[Point-per-instance localization data]

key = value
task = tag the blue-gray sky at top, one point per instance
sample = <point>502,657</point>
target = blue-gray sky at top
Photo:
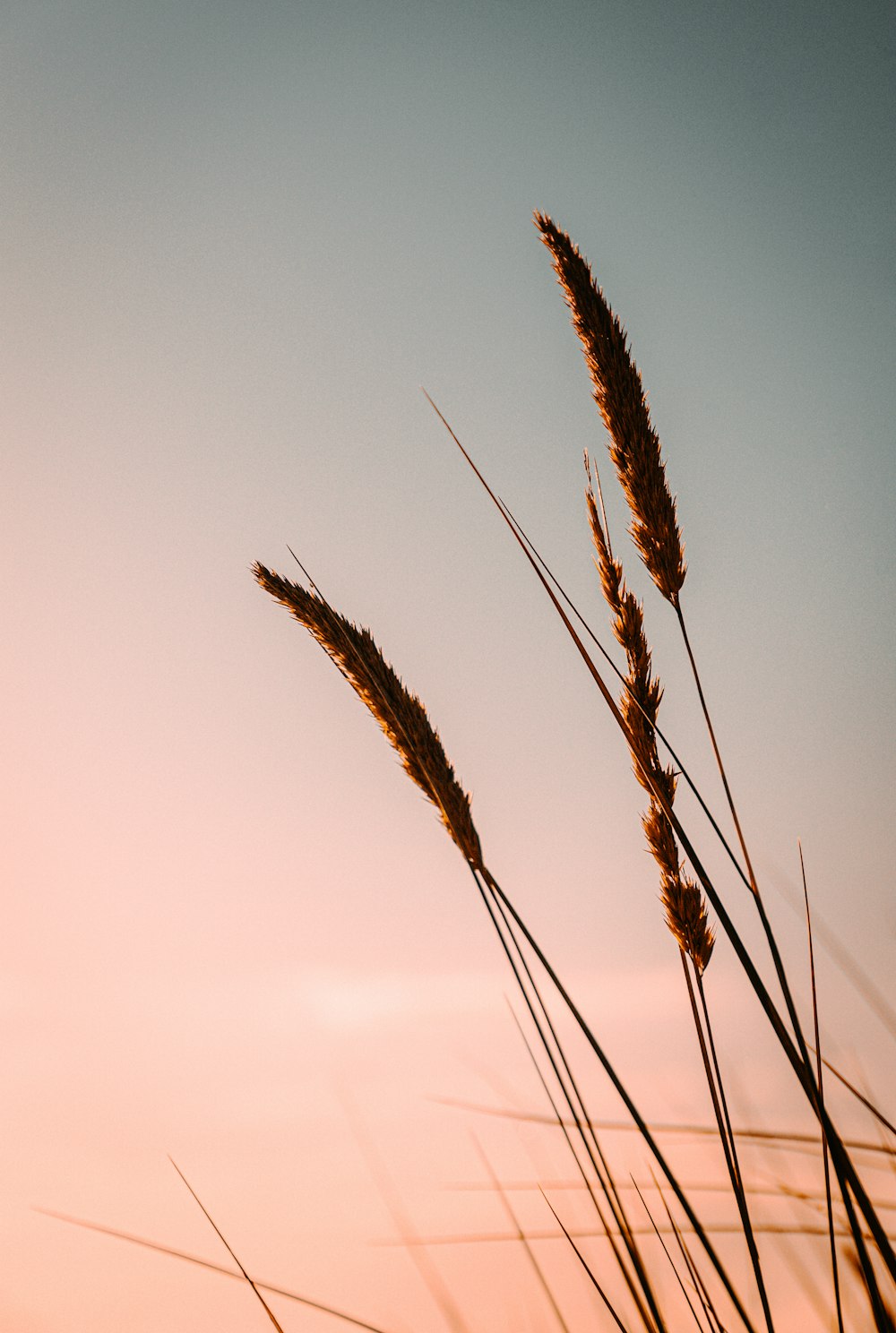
<point>235,240</point>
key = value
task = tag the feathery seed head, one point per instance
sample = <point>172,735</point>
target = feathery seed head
<point>398,710</point>
<point>619,393</point>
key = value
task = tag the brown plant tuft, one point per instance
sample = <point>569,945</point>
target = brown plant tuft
<point>398,710</point>
<point>685,912</point>
<point>619,393</point>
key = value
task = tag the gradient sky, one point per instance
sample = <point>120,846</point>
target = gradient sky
<point>237,239</point>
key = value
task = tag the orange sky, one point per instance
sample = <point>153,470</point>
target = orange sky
<point>237,243</point>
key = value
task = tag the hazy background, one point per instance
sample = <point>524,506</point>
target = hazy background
<point>237,239</point>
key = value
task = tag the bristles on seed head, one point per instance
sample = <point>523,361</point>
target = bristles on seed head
<point>619,393</point>
<point>398,710</point>
<point>685,912</point>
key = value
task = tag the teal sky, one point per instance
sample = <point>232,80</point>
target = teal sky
<point>237,239</point>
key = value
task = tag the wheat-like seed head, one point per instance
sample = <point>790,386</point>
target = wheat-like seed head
<point>619,393</point>
<point>685,907</point>
<point>398,710</point>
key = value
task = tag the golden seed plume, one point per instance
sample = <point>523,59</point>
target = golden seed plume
<point>398,710</point>
<point>685,912</point>
<point>619,393</point>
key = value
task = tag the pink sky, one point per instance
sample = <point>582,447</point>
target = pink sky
<point>237,243</point>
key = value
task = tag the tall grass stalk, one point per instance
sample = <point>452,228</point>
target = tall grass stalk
<point>695,904</point>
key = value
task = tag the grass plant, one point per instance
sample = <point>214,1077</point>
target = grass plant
<point>660,1268</point>
<point>860,1250</point>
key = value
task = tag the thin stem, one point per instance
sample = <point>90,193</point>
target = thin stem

> **Work order**
Your copy of the entries above must be exact and must not include pictures.

> **Task response**
key = value
task = tag the blue-gray sky at top, one point per instance
sample = <point>502,657</point>
target = blue-gray sky at top
Photo:
<point>235,240</point>
key = value
task = tag the feathery seed head, one point per instance
sample = <point>172,735</point>
target = feathery seed head
<point>398,710</point>
<point>619,393</point>
key = value
task = tag the brown plant tuft, one point per instance
sample = <point>569,945</point>
target = brown plant tuft
<point>398,710</point>
<point>685,912</point>
<point>619,393</point>
key = value
task = tag the gradient sky, one point per instance
sample = <point>120,846</point>
target = gradient sky
<point>237,239</point>
key = value
task = tag the orange sky, one point per instance
sample = <point>153,470</point>
target = orange sky
<point>237,243</point>
key = value
task = tag the hazy background, one point per instance
sample = <point>524,506</point>
target = hazy background
<point>237,239</point>
key = value
task = tag the bristles on seed head, one point per instance
sample = <point>523,361</point>
target = bristles on seed head
<point>619,393</point>
<point>398,710</point>
<point>685,912</point>
key = value
task = tag the teal sky, one point per instance
sample = <point>232,80</point>
target = teal sky
<point>237,239</point>
key = value
task = tag the wheat-like seed head, one point per instance
sample = <point>790,386</point>
target = wheat-like seed head
<point>619,393</point>
<point>685,907</point>
<point>398,710</point>
key = value
task = tag the golden seed plume, one point per instance
sample = <point>523,59</point>
target = golden seed plume
<point>398,710</point>
<point>685,912</point>
<point>619,393</point>
key = value
task = tag the pink sky, one point per instance
sample = <point>582,447</point>
target = pink sky
<point>237,243</point>
key = value
task = tag the tall grass stalk, one point per instance
sample = <point>452,228</point>
target = tall grass stalk
<point>695,904</point>
key = value
task = tag the grass plant, one point per instance
sample = <point>214,1077</point>
target = grass plant
<point>660,1268</point>
<point>860,1250</point>
key = value
task = tag the thin stem, one point per instance
sample = <point>90,193</point>
target = thin stem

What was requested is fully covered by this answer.